▼▼▼

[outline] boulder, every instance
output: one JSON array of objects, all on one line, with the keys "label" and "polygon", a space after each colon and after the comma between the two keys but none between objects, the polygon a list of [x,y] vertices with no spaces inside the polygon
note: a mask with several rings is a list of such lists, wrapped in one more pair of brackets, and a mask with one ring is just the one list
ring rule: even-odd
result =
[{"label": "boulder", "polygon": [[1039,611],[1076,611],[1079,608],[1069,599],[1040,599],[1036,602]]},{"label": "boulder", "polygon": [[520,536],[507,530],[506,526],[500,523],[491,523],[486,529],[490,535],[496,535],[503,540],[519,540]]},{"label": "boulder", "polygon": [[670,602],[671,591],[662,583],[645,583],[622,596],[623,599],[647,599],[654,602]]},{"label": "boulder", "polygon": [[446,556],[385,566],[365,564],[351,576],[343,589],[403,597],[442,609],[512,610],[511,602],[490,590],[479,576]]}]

▲▲▲

Work item:
Would you transcribe every entry exactly, leaving nothing out?

Solution for this task:
[outline] boulder, every instance
output: one JSON array of objects, all on one line, with the keys "label" and "polygon", a space after each colon and after the comma between the two keys but none between objects, the polygon a list of [x,y] vertices with no spaces inside the polygon
note: a mask with several rings is a list of such lists, wrapped in one more pair of brackets, and a mask with one ring is just the one list
ring rule: even-odd
result =
[{"label": "boulder", "polygon": [[1039,611],[1076,611],[1079,608],[1069,599],[1040,599],[1036,602]]},{"label": "boulder", "polygon": [[520,536],[507,530],[506,526],[500,523],[491,523],[486,529],[490,535],[496,535],[503,540],[519,540]]},{"label": "boulder", "polygon": [[670,602],[671,591],[662,583],[645,583],[622,596],[623,599],[647,599],[654,602]]},{"label": "boulder", "polygon": [[446,556],[385,566],[365,564],[351,576],[343,589],[403,597],[442,609],[512,610],[511,602],[490,590],[479,576]]}]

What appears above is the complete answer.